I guess a lot of it is my fault too because I havent taken this issue to him. He isn't one to start a deep conversation, but he will contribute if I want to discuss things. I know how much hurt his past has caused him and I just didn't want to say anything especially when I thought it may have just been me.
Unfortunately the add for the paper route isnt in the paper. I will keep watching. This route would have made 175 a week for 3 hours a night!!! Night meaning 1am which would have been perfect, no sitter needed. I think 175 a would be quite enough for me to buy my kids a happy meal or a toy don't you?
_ _ _ _ _
* CHALLENGE 1:
Can you duplicate everything in the paper-route passage from "I guess a lot" down to "just been me."?
* CHALLENGE 2:
Can you pick up the paper-route passage after its last sentence and keep writing it?

Saved entries
_ _ _ _ _
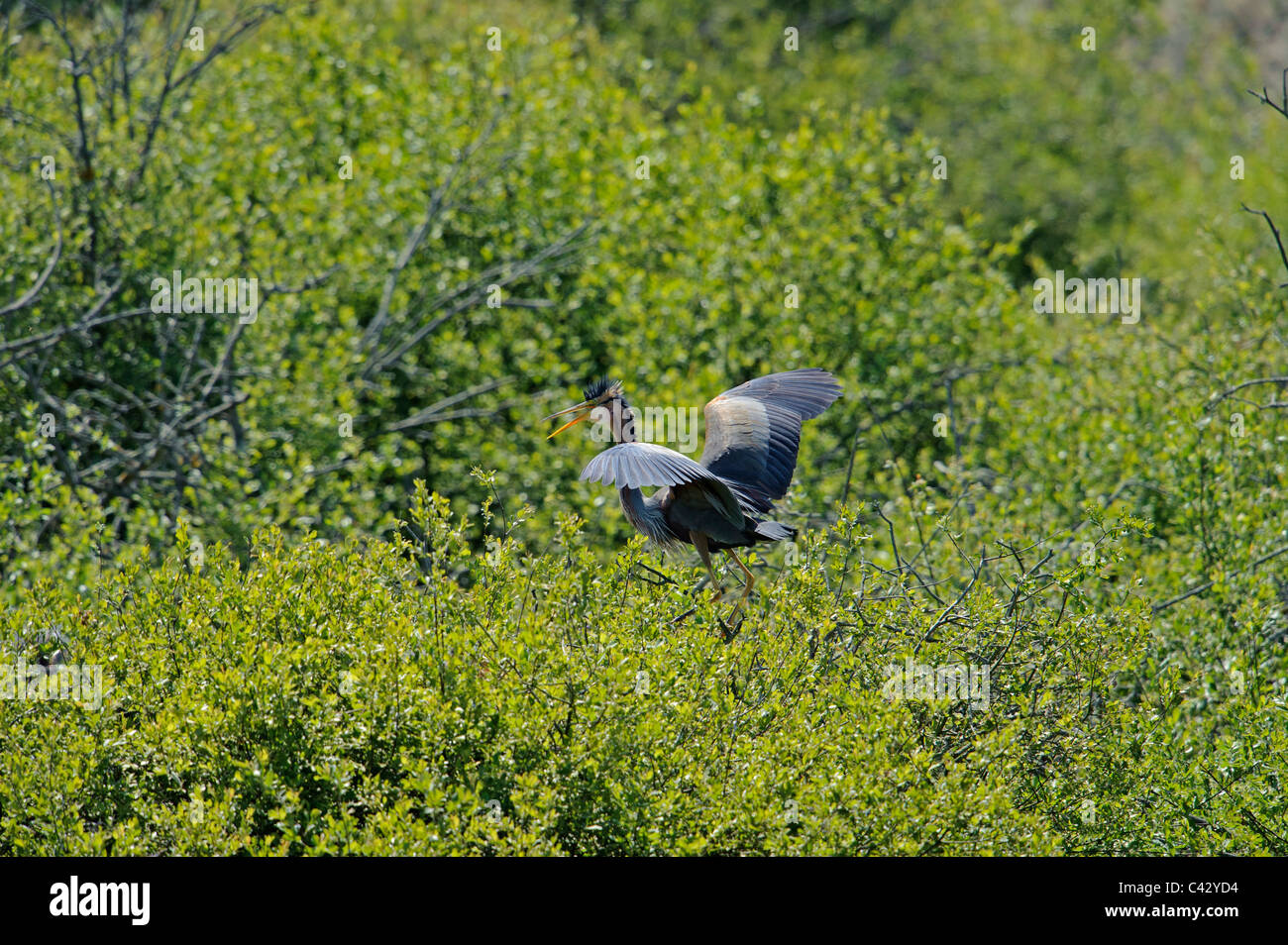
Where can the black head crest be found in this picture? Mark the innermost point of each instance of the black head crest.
(597, 389)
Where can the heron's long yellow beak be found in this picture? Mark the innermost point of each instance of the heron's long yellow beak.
(584, 406)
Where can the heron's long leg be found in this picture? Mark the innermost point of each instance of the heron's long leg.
(699, 542)
(746, 589)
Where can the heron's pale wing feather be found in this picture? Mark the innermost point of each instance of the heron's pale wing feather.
(754, 430)
(642, 465)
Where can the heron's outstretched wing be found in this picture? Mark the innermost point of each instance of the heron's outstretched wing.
(755, 430)
(635, 465)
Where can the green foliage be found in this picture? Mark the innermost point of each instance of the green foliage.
(1089, 509)
(415, 696)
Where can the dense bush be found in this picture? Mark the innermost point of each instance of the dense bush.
(207, 510)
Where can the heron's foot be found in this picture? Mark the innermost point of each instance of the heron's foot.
(729, 630)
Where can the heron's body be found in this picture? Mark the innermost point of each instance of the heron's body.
(722, 499)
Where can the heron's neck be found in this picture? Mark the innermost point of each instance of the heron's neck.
(645, 516)
(622, 421)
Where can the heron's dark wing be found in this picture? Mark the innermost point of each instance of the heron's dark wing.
(635, 465)
(755, 430)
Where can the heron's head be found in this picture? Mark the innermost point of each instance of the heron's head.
(603, 403)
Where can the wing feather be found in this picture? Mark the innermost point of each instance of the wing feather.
(640, 465)
(754, 430)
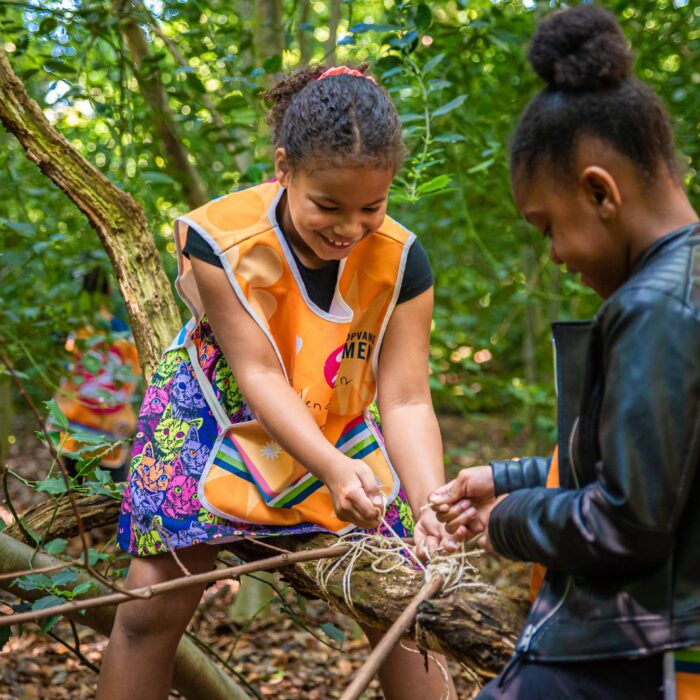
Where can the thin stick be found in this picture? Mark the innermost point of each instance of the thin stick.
(390, 639)
(43, 570)
(177, 583)
(66, 479)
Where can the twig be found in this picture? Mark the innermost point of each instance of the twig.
(76, 649)
(207, 648)
(177, 583)
(390, 639)
(66, 478)
(11, 507)
(44, 570)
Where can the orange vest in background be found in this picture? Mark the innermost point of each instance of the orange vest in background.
(329, 357)
(96, 397)
(538, 570)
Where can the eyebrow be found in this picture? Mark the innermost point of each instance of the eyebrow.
(332, 201)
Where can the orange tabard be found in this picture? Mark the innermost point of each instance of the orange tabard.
(329, 358)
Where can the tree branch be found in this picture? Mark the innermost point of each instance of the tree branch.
(116, 217)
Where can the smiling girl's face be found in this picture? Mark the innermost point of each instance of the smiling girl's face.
(328, 211)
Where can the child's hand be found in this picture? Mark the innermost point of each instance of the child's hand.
(464, 504)
(429, 535)
(356, 496)
(474, 485)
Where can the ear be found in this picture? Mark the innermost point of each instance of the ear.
(283, 171)
(601, 190)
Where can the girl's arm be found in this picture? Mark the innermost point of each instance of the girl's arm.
(277, 406)
(409, 425)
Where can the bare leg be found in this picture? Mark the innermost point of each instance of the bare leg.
(138, 661)
(403, 675)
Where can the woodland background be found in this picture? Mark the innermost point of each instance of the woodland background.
(163, 97)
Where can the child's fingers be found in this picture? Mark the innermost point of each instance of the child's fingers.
(445, 494)
(369, 485)
(468, 519)
(446, 512)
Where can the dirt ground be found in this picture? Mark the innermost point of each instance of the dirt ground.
(272, 652)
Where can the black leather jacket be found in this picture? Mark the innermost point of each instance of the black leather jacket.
(621, 536)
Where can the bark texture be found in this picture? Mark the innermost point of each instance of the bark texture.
(116, 217)
(477, 626)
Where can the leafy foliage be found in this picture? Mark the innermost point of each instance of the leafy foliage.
(457, 72)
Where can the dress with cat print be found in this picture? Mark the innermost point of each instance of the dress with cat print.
(161, 509)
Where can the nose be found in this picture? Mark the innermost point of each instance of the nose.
(349, 229)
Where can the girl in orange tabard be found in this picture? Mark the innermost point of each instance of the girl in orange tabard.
(308, 302)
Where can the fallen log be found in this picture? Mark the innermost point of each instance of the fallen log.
(477, 626)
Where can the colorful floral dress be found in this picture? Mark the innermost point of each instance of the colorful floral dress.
(161, 509)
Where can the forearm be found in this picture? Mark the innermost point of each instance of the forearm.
(514, 474)
(576, 531)
(283, 415)
(414, 445)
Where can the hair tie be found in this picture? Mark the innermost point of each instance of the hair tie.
(344, 70)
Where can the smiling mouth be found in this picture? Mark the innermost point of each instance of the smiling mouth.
(340, 245)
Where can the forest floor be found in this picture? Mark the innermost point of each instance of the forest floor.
(277, 655)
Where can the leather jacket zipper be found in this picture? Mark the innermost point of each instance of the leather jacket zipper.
(531, 630)
(572, 462)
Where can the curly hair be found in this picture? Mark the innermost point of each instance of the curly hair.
(591, 90)
(340, 120)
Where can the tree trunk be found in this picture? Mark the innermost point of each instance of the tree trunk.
(195, 675)
(177, 156)
(303, 38)
(333, 21)
(116, 217)
(477, 626)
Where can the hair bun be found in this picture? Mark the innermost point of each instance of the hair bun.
(580, 48)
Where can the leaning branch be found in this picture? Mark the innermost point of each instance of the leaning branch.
(116, 217)
(269, 564)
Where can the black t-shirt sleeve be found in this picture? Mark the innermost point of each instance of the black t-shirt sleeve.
(417, 277)
(197, 247)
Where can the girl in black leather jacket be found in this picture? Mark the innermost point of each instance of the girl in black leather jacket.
(594, 170)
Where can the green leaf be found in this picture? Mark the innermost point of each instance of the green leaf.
(56, 413)
(83, 587)
(452, 104)
(432, 63)
(21, 227)
(48, 24)
(335, 633)
(423, 16)
(54, 66)
(363, 27)
(449, 138)
(54, 486)
(32, 582)
(481, 166)
(45, 625)
(5, 634)
(48, 601)
(157, 178)
(56, 546)
(273, 64)
(437, 183)
(64, 577)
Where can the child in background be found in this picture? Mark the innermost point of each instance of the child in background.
(97, 393)
(259, 420)
(594, 169)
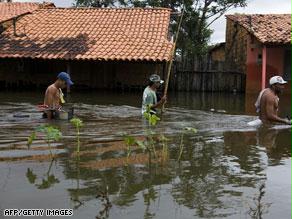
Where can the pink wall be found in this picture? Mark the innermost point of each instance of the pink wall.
(275, 65)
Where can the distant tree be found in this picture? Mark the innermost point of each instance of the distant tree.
(195, 31)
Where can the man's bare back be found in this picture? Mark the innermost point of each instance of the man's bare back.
(52, 97)
(269, 106)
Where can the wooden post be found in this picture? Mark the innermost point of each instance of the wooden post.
(264, 67)
(68, 72)
(172, 55)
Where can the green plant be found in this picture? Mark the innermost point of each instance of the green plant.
(181, 145)
(51, 134)
(77, 123)
(151, 117)
(165, 150)
(129, 141)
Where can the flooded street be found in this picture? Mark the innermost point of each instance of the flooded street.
(226, 170)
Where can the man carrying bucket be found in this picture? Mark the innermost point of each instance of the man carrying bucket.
(149, 94)
(267, 104)
(54, 97)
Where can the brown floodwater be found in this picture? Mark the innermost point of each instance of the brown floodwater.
(227, 169)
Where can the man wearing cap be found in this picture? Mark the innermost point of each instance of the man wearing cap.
(267, 103)
(54, 96)
(149, 94)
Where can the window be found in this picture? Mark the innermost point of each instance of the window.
(287, 74)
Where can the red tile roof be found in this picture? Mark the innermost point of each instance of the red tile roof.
(15, 9)
(90, 34)
(268, 28)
_ _ _ _ _
* EXERCISE RESPONSE 1:
I guess a lot of it is my fault too because I havent taken this issue to him. He isn't one to start a deep conversation, but he will contribute if I want to discuss things. I know how much hurt his past has caused him and I just didn't want to say anything especially when I thought it may have just been me.

* EXERCISE RESPONSE 2:
The route I was told takes 4 days to train, so maybe the person will not like it or want something else. If it comes available again, I will take it, and talk to my husband and tell him WHY I want the route. He's never talked mean, asked me how much I spent, or made an issue of anything I've bought. I really dont think hes aware of how I feel and if he did know I think he would be okay with something part time as long as the kids didnt go to daycare. Thats one thing we both want to avoid at all costs. I think it is so important to be home with the kids. Its the most stressful, emotional,physical and rewarding job anyone could have. WE are SO important, and my husband knows this as well.
Thank you for sharing your stories, and input. I will have a talk with him, when I do, I will post.
Have a good weekend!!! and thanks again, you all are great!!!